Presumably the webmaster has an interest in historical cryptography (why not? why not indeed). With the exception of a few dozen pages on various early modern ciphers and codes (including American Revolutionary), the rest of the site seems to be in Japanese. Apparently ciphers are a subject best discussed in English.
For the hell of it, I include my own small contribution:
The deadline for panel/paper proposals for the Society for Military History 2013 in New Orleans is coming up in just a couple of weeks. Hopefully there will be several early modern panels, but as I have discovered throughout the years (and am reminded of as I’m trying to put one together right now), it’s not always easy being early modern. The following reasons apply to any subfield, but I think EMEMH particularly faces several challenges.
Publications on the topic of EMEMH provide an indication that somebody out there is interested in the topic, but by themselves they do little to create a sense of community, even with the occasional book review. That requires more informal discussion and debate over a longer time frame. The traditional venue for such community-building is the academic conference, where scholars present their research findings and engage in discussion. Academics have a variety of different conferences to present at throughout the calendar year: those dedicated to a particular place (British Studies or French history), a particular type of history (Society for Military History), special thematic conferences (like the upcoming Peace of Utrecht conference I’ll be attending), generic regional conferences (Great Lakes History Conference), as well as the broad disciplinary conferences, such as the annual American Historical Association. Any number of factors will influence a scholar’s decision of which to attend – perhaps there’s a usual gang you hang out with at the same conference year after year – some conferences tend to be as much about the social atmosphere as the panels. Or maybe you’re on the job market, in which case you need the exposure of a large cross-section of the history field (if you’re not already scheduled for some first-round job interviews at the AHA). Just as important as these idiosyncratic personal factors are structural ones.

*PROVIDED INFORMATION:*
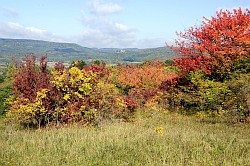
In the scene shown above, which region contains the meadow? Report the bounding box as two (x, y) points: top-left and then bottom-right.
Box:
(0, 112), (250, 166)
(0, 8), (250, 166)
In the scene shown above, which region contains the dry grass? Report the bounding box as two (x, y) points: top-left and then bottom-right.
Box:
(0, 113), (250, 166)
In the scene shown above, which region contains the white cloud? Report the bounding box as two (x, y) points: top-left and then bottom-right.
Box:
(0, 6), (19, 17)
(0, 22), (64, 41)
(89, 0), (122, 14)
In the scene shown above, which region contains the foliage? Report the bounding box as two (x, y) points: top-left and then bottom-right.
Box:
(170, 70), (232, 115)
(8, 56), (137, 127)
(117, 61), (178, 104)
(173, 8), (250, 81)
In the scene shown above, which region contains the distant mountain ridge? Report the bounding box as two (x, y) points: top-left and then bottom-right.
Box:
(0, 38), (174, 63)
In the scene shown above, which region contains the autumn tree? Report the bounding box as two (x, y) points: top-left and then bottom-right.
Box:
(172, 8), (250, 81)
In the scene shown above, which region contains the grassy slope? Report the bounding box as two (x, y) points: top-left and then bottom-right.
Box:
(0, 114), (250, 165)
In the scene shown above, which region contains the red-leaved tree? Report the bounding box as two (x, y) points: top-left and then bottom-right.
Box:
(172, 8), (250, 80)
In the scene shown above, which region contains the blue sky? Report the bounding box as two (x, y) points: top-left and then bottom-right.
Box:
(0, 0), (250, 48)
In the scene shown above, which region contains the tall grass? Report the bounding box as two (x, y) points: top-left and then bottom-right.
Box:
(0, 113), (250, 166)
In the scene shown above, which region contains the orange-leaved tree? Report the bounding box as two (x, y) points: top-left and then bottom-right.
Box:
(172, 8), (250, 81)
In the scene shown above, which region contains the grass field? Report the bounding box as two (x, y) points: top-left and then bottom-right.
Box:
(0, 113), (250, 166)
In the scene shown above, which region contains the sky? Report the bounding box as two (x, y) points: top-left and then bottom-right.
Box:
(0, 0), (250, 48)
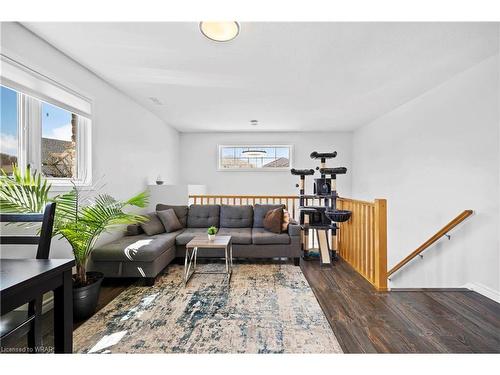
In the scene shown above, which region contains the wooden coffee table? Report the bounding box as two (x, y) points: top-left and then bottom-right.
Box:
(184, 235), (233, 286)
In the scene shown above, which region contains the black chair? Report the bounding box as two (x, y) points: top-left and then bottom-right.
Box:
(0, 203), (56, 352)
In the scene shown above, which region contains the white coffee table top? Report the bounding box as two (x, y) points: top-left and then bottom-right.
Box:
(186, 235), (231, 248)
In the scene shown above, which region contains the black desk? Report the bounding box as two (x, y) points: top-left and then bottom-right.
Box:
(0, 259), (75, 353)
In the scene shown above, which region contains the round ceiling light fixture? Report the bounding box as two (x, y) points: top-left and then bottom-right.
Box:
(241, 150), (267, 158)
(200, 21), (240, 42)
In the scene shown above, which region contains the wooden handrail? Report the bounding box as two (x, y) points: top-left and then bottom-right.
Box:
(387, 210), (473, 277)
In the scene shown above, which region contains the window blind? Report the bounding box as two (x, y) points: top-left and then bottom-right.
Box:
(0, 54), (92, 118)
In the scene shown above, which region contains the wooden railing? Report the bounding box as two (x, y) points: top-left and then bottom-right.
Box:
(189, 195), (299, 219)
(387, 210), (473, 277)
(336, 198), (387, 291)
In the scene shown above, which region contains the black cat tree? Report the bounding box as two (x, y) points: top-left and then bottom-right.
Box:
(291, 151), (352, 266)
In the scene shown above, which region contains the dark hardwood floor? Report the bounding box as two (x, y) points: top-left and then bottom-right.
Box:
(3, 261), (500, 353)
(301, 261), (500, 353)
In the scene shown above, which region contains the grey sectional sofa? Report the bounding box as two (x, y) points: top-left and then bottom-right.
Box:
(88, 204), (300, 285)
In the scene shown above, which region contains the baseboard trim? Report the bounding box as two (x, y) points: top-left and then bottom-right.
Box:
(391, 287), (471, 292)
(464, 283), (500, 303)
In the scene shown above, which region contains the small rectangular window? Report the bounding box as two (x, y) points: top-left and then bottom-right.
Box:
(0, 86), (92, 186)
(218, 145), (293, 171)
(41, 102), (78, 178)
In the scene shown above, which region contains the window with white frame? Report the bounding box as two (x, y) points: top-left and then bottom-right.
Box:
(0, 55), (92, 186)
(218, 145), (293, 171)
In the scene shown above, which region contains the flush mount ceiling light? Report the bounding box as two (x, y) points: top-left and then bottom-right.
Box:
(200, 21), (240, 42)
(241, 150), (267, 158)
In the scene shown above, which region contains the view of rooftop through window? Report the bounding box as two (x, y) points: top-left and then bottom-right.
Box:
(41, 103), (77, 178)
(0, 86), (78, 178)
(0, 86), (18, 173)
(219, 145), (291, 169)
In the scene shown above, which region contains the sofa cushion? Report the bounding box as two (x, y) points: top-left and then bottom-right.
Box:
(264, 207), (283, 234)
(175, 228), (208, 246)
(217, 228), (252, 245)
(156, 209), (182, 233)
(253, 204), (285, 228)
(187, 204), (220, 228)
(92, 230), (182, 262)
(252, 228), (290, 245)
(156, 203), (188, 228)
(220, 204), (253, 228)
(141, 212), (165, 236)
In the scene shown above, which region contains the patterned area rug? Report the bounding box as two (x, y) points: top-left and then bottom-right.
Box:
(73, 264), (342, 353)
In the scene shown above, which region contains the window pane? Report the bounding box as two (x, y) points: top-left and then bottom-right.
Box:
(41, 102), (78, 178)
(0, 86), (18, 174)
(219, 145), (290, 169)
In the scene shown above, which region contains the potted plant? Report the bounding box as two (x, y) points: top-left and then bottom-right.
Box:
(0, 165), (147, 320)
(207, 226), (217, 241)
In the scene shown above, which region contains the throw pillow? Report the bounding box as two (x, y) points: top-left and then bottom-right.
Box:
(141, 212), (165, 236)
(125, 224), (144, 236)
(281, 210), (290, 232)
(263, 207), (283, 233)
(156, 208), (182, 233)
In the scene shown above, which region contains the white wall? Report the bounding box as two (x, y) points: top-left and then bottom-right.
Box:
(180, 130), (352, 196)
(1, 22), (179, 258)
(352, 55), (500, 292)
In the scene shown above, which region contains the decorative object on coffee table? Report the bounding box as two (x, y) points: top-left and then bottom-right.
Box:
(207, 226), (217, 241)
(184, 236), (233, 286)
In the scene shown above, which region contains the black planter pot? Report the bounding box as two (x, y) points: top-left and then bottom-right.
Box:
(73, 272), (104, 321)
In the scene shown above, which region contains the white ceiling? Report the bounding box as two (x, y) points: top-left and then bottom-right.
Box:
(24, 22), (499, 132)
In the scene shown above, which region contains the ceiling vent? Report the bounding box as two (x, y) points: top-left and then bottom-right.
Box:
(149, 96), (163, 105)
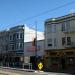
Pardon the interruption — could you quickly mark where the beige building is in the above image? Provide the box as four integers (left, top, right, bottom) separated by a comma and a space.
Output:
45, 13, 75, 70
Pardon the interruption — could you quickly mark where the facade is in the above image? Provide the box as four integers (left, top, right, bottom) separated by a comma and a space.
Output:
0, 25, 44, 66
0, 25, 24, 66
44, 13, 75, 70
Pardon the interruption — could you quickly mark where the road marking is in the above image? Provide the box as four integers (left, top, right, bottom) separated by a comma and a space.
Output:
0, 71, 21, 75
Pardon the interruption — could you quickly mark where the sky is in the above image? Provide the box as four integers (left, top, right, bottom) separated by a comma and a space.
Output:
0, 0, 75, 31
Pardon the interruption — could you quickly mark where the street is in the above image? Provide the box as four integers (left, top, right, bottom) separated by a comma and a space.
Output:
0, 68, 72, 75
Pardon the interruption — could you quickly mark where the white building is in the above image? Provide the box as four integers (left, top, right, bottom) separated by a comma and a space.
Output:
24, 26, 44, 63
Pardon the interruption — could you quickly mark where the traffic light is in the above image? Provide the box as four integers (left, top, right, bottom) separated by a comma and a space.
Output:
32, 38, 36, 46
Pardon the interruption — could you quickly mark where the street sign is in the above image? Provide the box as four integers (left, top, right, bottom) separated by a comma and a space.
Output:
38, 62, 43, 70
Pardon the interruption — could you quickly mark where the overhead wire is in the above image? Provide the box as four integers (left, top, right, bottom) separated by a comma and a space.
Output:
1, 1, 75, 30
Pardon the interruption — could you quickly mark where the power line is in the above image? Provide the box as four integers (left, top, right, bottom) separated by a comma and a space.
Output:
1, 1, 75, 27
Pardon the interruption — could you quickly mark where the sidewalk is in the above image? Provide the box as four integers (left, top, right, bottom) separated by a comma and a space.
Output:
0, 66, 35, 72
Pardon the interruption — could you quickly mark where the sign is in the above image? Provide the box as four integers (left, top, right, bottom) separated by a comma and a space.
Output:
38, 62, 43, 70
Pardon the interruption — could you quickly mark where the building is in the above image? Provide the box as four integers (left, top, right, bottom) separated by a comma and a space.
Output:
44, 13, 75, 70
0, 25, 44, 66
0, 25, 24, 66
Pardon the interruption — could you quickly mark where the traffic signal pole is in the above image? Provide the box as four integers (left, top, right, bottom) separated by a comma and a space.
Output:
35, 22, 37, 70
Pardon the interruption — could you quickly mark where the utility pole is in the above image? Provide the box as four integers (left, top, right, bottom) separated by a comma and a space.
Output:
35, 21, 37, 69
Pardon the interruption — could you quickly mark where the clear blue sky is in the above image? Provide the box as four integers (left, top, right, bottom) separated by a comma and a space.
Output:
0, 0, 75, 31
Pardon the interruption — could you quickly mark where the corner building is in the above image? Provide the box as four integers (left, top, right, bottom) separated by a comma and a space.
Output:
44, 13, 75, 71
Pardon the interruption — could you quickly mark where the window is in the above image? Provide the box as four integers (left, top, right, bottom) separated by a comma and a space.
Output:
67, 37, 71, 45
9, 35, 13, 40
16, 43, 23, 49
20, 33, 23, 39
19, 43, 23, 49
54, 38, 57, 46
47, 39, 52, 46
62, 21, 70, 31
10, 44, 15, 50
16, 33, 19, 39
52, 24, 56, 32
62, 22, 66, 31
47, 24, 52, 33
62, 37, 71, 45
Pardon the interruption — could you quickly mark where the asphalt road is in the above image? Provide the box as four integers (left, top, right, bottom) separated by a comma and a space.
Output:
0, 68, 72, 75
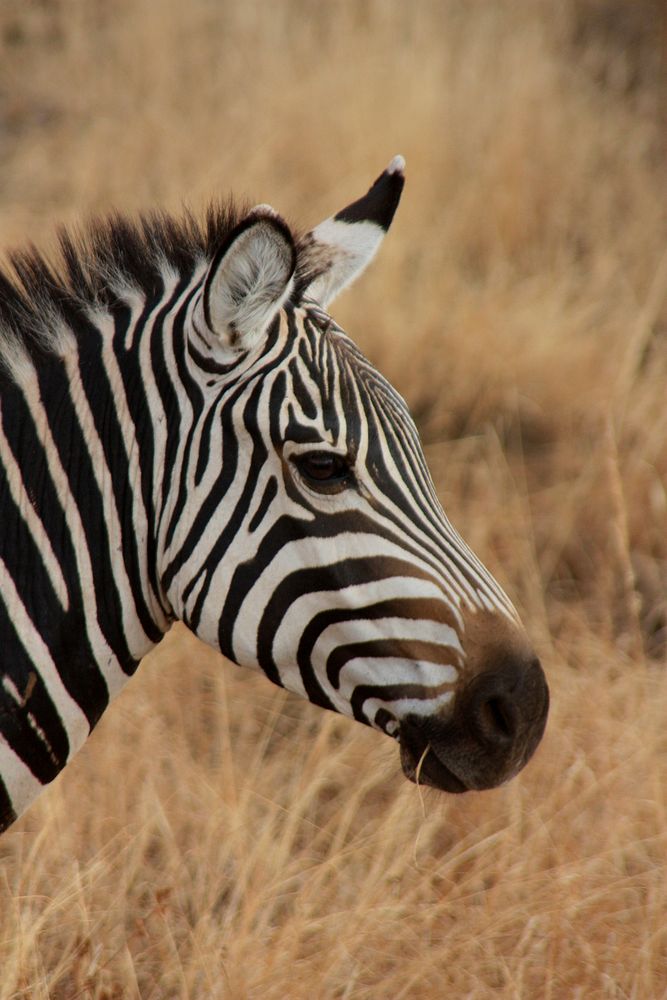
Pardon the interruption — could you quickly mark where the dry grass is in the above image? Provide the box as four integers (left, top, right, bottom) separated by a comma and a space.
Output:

*ACTIONS TO TAKE:*
[a] List the kinds of academic conference that the passage says scholars can present at during the year.
[b] Please put the rows into a Markdown table with the columns Row and Line. Start at the line holding "where the building" and run through the end of the rows, both ends included. Leave out blank lines and the pictures.
The passage and the rows have nothing to do with each other.

*FINAL ANSWERS:*
[a]
- Conferences dedicated to a particular place (British Studies or French history)
- Conferences on a particular type of history (Society for Military History)
- Special thematic conferences (like the upcoming Peace of Utrecht conference)
- Generic regional conferences (Great Lakes History Conference)
- Broad disciplinary conferences (the annual American Historical Association)

[b]
| Row | Line |
|---|---|
| 1 | Pardon the interruption — could you quickly mark where the building is in the above image? Provide the box as four integers (left, top, right, bottom) separated by a comma and a space. |
| 2 | Output: |
| 3 | 44, 13, 75, 70 |
| 4 | 0, 25, 44, 66 |
| 5 | 0, 25, 24, 66 |
| 6 | Pardon the interruption — could you quickly mark where the traffic signal pole is in the above image? Provide the box as four integers (left, top, right, bottom) separated by a comma and a space. |
| 7 | Output: |
| 8 | 35, 22, 37, 70 |
| 9 | Pardon the interruption — could you quickly mark where the utility pole is in the above image? Provide the box as four integers (left, top, right, bottom) separated by a comma and a space. |
| 10 | Output: |
| 11 | 35, 21, 37, 69 |
| 12 | Pardon the interruption — could you quickly mark where the clear blue sky is in the above image? Provide the box as four integers (left, top, right, bottom) separated by a comma and a space. |
| 13 | Output: |
| 14 | 0, 0, 75, 31 |
| 15 | Pardon the interruption — could you quickly mark where the corner building is in the above image? Provide the box as four integers (left, top, right, bottom) separated by a comma and a space. |
| 16 | Output: |
| 17 | 44, 13, 75, 71 |
| 18 | Pardon the interruption — could you quickly mark where the window is in the above image? Provide the box as four integers (left, top, right, bottom) separated by a comma and a space. |
| 19 | Output: |
| 20 | 67, 37, 71, 45 |
| 21 | 9, 35, 13, 40 |
| 22 | 16, 43, 23, 49 |
| 23 | 20, 33, 23, 39 |
| 24 | 19, 43, 23, 49 |
| 25 | 54, 38, 57, 46 |
| 26 | 47, 39, 52, 46 |
| 27 | 62, 21, 70, 31 |
| 28 | 10, 44, 15, 50 |
| 29 | 16, 33, 19, 39 |
| 30 | 52, 24, 56, 32 |
| 31 | 62, 22, 66, 31 |
| 32 | 47, 24, 52, 33 |
| 33 | 62, 37, 71, 45 |
| 34 | Pardon the interruption — could you quickly mark where the asphalt road is in the above image? Provide the box as four integers (left, top, right, bottom) separated by a comma and a space. |
| 35 | Output: |
| 36 | 0, 68, 72, 75 |
| 37 | Pardon the interruption — could you quickly mark where the dry grass is in the above image? Provide the box as four integers (left, top, right, bottom) separated by a comma and a space. |
| 38 | Output: |